## Schriftliche Aufgabe
Zeigen Sie jede Zeile der nachstehenden Daten, in der das Wort „line“ vorkommt.

## Vorliegende Einträge
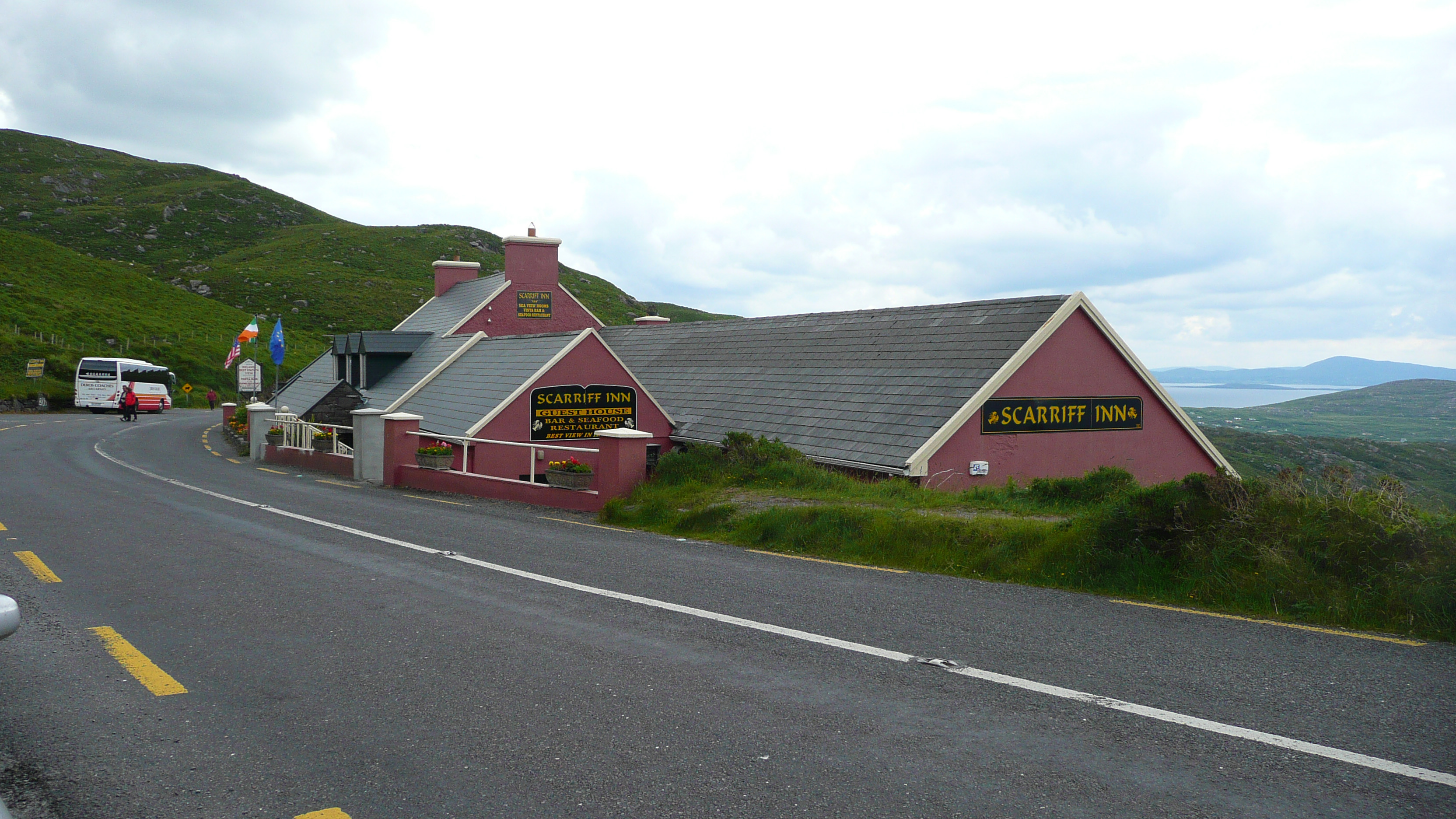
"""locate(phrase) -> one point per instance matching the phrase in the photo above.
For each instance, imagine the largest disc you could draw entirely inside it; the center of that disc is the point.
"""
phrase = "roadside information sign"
(249, 377)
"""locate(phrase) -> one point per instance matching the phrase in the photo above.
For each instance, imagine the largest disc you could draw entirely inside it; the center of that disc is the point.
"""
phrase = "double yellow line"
(139, 665)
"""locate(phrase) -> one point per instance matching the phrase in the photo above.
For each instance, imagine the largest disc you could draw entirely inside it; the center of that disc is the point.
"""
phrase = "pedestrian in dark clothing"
(129, 404)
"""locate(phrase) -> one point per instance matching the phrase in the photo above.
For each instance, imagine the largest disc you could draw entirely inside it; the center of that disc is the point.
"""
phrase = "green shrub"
(1096, 486)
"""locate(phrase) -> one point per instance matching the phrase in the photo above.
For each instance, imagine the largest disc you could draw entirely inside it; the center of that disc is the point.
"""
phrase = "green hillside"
(245, 245)
(1428, 470)
(1403, 410)
(60, 305)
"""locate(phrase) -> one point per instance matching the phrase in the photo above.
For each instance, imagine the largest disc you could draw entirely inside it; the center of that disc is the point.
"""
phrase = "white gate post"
(260, 417)
(369, 445)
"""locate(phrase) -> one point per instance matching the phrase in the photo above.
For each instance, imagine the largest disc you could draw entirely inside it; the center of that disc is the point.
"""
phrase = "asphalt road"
(328, 669)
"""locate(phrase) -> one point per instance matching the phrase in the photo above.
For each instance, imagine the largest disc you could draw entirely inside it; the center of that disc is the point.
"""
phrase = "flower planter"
(434, 461)
(568, 480)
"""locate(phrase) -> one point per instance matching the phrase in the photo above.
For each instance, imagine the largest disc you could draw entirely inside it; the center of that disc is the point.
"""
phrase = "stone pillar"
(260, 417)
(369, 445)
(622, 462)
(399, 445)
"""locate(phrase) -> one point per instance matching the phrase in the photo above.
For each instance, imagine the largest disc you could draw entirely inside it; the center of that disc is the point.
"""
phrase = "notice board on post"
(574, 411)
(533, 304)
(249, 377)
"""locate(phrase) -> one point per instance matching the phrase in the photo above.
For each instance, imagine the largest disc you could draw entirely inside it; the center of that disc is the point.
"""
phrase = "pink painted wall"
(1078, 360)
(498, 318)
(478, 486)
(589, 364)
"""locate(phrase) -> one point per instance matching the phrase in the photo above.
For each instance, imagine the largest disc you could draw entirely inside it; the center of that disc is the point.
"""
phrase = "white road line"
(810, 637)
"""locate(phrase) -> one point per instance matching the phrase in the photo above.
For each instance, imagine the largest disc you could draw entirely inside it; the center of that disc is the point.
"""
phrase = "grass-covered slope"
(1428, 468)
(1324, 550)
(247, 245)
(1403, 410)
(62, 305)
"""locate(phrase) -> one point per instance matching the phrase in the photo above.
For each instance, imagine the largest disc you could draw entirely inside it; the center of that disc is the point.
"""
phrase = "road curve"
(551, 668)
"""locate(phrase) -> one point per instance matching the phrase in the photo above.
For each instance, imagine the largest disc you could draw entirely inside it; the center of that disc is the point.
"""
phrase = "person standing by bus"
(129, 404)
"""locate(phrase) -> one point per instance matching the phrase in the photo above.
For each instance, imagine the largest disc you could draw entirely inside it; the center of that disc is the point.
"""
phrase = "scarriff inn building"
(951, 396)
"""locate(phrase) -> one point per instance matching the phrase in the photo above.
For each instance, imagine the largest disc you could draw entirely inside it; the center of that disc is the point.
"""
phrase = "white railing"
(466, 444)
(299, 433)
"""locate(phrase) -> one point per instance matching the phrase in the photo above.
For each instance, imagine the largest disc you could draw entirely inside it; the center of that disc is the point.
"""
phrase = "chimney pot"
(452, 273)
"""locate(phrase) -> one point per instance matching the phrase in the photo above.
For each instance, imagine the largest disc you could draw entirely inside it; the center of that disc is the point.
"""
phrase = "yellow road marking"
(580, 524)
(137, 664)
(833, 562)
(37, 567)
(438, 500)
(1278, 623)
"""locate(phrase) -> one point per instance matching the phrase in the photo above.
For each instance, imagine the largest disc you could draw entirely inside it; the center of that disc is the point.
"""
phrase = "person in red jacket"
(129, 404)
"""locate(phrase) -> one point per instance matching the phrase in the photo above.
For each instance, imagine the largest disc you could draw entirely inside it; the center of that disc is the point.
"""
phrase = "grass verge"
(1323, 551)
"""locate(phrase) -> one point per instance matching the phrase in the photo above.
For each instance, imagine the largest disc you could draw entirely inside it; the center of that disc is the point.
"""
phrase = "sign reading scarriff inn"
(578, 411)
(1002, 416)
(533, 304)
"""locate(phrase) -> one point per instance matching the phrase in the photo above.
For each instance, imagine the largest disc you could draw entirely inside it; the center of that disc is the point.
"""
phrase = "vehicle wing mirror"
(9, 617)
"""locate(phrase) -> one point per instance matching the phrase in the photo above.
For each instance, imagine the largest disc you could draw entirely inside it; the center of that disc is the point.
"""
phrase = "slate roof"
(446, 311)
(309, 385)
(481, 379)
(426, 357)
(379, 342)
(862, 387)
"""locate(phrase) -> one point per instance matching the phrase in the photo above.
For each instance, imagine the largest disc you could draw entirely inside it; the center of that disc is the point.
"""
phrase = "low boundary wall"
(309, 459)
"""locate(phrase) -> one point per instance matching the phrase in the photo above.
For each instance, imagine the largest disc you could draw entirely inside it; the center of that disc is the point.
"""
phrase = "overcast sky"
(1256, 184)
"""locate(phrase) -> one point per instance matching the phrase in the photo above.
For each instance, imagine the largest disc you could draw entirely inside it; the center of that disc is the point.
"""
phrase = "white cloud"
(1269, 193)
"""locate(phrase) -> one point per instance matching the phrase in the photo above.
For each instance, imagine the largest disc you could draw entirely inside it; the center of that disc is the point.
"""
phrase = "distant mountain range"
(1341, 371)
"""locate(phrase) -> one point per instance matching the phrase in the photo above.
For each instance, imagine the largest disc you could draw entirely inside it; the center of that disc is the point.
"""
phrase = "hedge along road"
(325, 666)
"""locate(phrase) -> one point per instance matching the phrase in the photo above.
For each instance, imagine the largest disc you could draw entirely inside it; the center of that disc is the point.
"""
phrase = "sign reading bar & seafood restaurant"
(578, 411)
(1001, 416)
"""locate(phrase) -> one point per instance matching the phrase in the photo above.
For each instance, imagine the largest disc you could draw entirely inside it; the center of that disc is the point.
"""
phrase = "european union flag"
(276, 344)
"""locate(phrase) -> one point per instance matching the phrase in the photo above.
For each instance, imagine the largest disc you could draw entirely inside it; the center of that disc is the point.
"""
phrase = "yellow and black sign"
(533, 304)
(578, 411)
(1001, 416)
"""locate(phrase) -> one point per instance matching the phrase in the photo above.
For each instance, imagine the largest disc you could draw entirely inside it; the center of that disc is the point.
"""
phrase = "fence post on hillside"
(369, 445)
(260, 417)
(621, 462)
(399, 445)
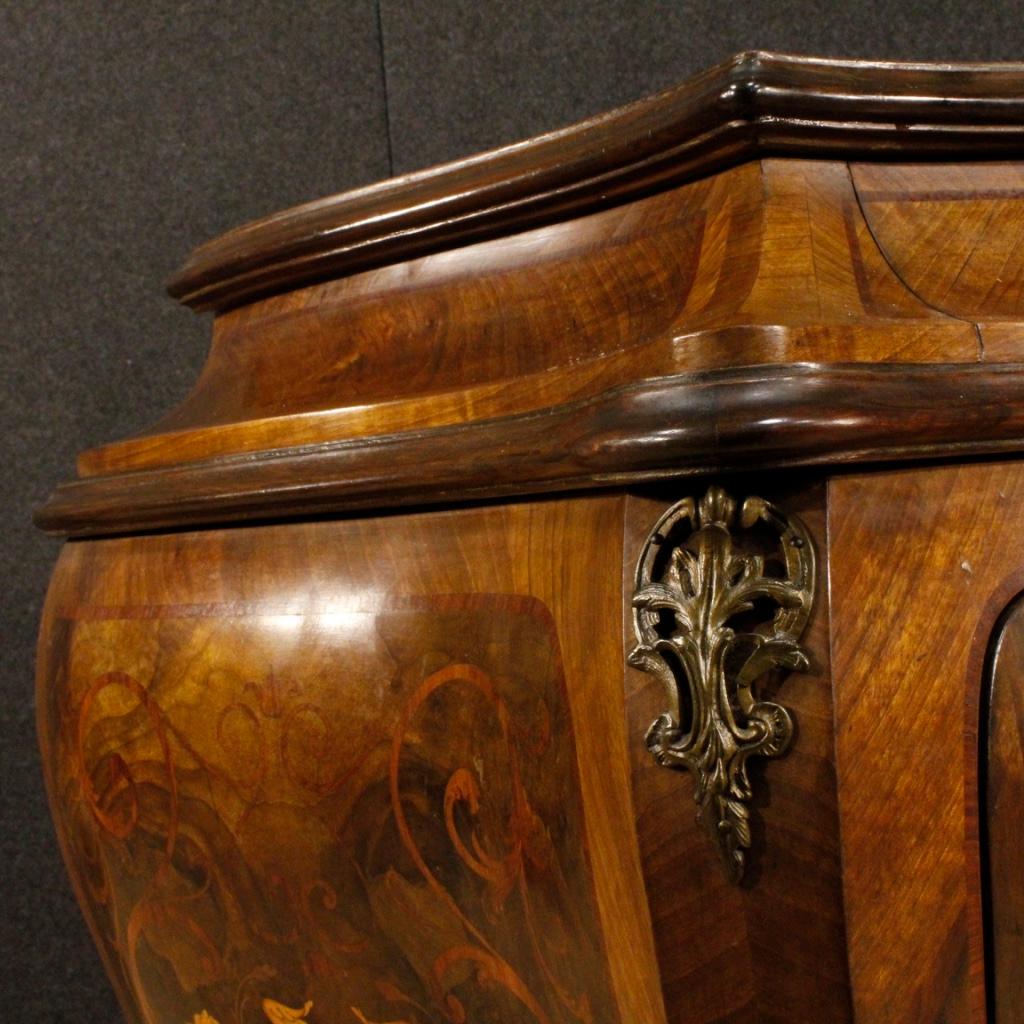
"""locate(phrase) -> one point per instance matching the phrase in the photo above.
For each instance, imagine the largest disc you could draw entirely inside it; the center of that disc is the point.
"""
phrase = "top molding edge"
(753, 104)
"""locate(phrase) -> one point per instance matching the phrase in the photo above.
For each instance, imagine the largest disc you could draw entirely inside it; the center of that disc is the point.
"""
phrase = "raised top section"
(754, 104)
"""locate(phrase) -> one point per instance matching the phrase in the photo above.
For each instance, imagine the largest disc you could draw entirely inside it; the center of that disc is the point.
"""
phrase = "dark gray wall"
(131, 132)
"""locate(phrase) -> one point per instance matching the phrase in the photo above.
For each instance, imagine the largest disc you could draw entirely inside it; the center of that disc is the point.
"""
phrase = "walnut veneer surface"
(353, 701)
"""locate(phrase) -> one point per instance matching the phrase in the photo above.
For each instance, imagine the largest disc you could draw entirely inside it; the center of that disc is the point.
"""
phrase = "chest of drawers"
(581, 587)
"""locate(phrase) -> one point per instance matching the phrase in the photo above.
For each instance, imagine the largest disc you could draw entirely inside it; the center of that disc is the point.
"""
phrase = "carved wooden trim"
(750, 105)
(716, 609)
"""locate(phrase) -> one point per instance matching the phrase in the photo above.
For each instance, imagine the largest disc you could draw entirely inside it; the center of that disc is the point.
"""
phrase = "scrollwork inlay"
(719, 604)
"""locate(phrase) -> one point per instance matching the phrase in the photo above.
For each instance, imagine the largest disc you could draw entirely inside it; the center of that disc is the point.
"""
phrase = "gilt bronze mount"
(718, 605)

## Ergebnis
phrase = "double yellow line"
phrase = "white road line"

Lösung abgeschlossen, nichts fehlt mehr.